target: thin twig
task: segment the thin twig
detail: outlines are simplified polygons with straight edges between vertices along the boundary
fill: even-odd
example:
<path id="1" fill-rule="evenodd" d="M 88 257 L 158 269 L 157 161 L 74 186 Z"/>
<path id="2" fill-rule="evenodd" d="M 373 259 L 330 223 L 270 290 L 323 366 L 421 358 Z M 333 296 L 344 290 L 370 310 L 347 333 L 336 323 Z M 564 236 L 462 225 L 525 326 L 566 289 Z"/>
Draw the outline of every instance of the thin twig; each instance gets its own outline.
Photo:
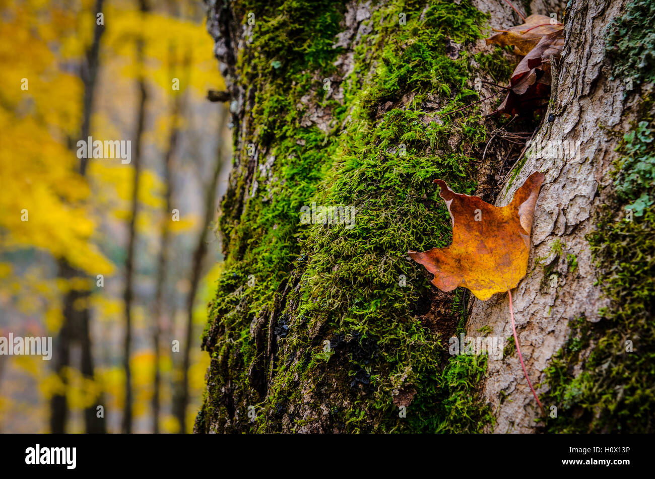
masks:
<path id="1" fill-rule="evenodd" d="M 519 16 L 520 16 L 521 18 L 523 19 L 523 22 L 525 21 L 525 16 L 522 13 L 521 13 L 521 12 L 519 12 L 519 10 L 517 10 L 516 9 L 516 7 L 514 7 L 513 5 L 512 5 L 512 3 L 510 1 L 509 1 L 509 0 L 505 0 L 505 3 L 506 3 L 510 7 L 511 7 L 512 9 L 512 10 L 514 10 L 515 12 L 516 12 L 516 14 L 518 15 Z"/>
<path id="2" fill-rule="evenodd" d="M 534 27 L 531 27 L 527 30 L 523 30 L 521 33 L 527 33 L 529 31 L 530 31 L 530 30 L 534 30 L 535 28 L 538 28 L 539 27 L 554 27 L 556 25 L 561 25 L 561 26 L 564 26 L 564 24 L 561 24 L 559 22 L 556 24 L 540 24 L 539 25 L 535 25 Z"/>
<path id="3" fill-rule="evenodd" d="M 499 88 L 503 88 L 504 90 L 512 90 L 509 86 L 503 86 L 502 85 L 499 85 L 497 83 L 494 83 L 493 82 L 488 82 L 486 80 L 481 80 L 483 83 L 486 83 L 488 85 L 493 85 L 494 86 L 497 86 Z"/>
<path id="4" fill-rule="evenodd" d="M 462 108 L 460 108 L 458 110 L 455 110 L 455 111 L 449 111 L 447 113 L 445 113 L 445 115 L 452 115 L 453 113 L 457 113 L 458 111 L 461 111 L 462 110 L 465 110 L 467 108 L 468 108 L 469 107 L 472 107 L 476 103 L 479 103 L 480 101 L 484 101 L 485 100 L 493 98 L 493 97 L 496 96 L 498 94 L 500 93 L 500 92 L 502 92 L 502 90 L 499 90 L 497 92 L 496 92 L 496 93 L 493 94 L 493 95 L 491 95 L 490 96 L 487 97 L 486 98 L 483 98 L 482 99 L 479 99 L 477 101 L 474 101 L 472 103 L 469 103 L 466 106 L 462 107 Z"/>

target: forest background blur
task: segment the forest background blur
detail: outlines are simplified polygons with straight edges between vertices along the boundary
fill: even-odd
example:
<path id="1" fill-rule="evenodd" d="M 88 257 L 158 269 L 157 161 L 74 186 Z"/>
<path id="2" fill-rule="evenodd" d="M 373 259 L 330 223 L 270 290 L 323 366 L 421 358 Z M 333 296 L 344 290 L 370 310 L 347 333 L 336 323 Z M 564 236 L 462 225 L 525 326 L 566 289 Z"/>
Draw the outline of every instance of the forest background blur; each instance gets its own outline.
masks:
<path id="1" fill-rule="evenodd" d="M 231 155 L 203 5 L 0 0 L 0 336 L 54 349 L 0 355 L 0 432 L 190 432 Z"/>

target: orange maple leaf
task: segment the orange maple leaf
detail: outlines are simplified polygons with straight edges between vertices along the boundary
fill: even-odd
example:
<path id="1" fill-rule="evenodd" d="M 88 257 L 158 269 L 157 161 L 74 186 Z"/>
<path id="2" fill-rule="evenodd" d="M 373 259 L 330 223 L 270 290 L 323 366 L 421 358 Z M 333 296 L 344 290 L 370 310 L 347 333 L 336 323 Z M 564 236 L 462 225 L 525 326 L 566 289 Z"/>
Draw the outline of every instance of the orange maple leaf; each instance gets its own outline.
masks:
<path id="1" fill-rule="evenodd" d="M 463 286 L 483 301 L 495 293 L 507 291 L 521 366 L 542 412 L 544 408 L 530 382 L 521 353 L 510 290 L 527 271 L 530 231 L 544 178 L 543 173 L 533 173 L 516 190 L 512 202 L 501 207 L 477 196 L 455 193 L 443 180 L 434 180 L 441 186 L 440 194 L 453 220 L 453 244 L 407 253 L 434 275 L 432 284 L 443 291 Z"/>
<path id="2" fill-rule="evenodd" d="M 513 45 L 514 52 L 525 56 L 536 46 L 542 38 L 555 32 L 561 32 L 564 26 L 552 23 L 550 16 L 531 15 L 523 25 L 510 27 L 506 30 L 496 30 L 498 33 L 485 39 L 487 44 L 495 43 L 500 46 Z"/>
<path id="3" fill-rule="evenodd" d="M 544 178 L 533 173 L 502 207 L 434 180 L 453 220 L 453 244 L 407 254 L 434 275 L 432 284 L 443 291 L 464 286 L 485 301 L 515 287 L 527 270 L 530 230 Z"/>

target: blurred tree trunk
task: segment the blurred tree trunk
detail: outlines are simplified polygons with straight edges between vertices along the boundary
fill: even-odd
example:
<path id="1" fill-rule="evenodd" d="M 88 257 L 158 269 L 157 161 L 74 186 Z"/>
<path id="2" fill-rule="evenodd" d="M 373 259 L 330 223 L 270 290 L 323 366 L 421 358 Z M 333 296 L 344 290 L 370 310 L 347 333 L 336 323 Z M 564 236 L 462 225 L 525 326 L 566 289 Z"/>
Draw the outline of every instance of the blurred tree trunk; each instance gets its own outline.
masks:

· · · · ·

#### Short exercise:
Retype the part of the data that opens with the line containing "target: blurred tree trunk" and closes with the last line of the data, keeping every line unchanged.

#### Result of the exercise:
target: blurred tree trunk
task: segment the blurred tree trunk
detail: outlines are simplified polygons with straight edges between vertices along the boundary
fill: even-odd
example:
<path id="1" fill-rule="evenodd" d="M 88 257 L 158 269 L 157 161 L 74 186 Z"/>
<path id="2" fill-rule="evenodd" d="M 373 259 L 330 223 L 270 290 L 323 366 L 421 358 Z M 333 296 L 344 290 L 370 310 L 347 333 L 336 323 Z M 564 236 L 462 225 L 525 326 L 566 289 Z"/>
Draw the outline of every instance of the blurred tree trunk; each instance gets its own outline.
masks:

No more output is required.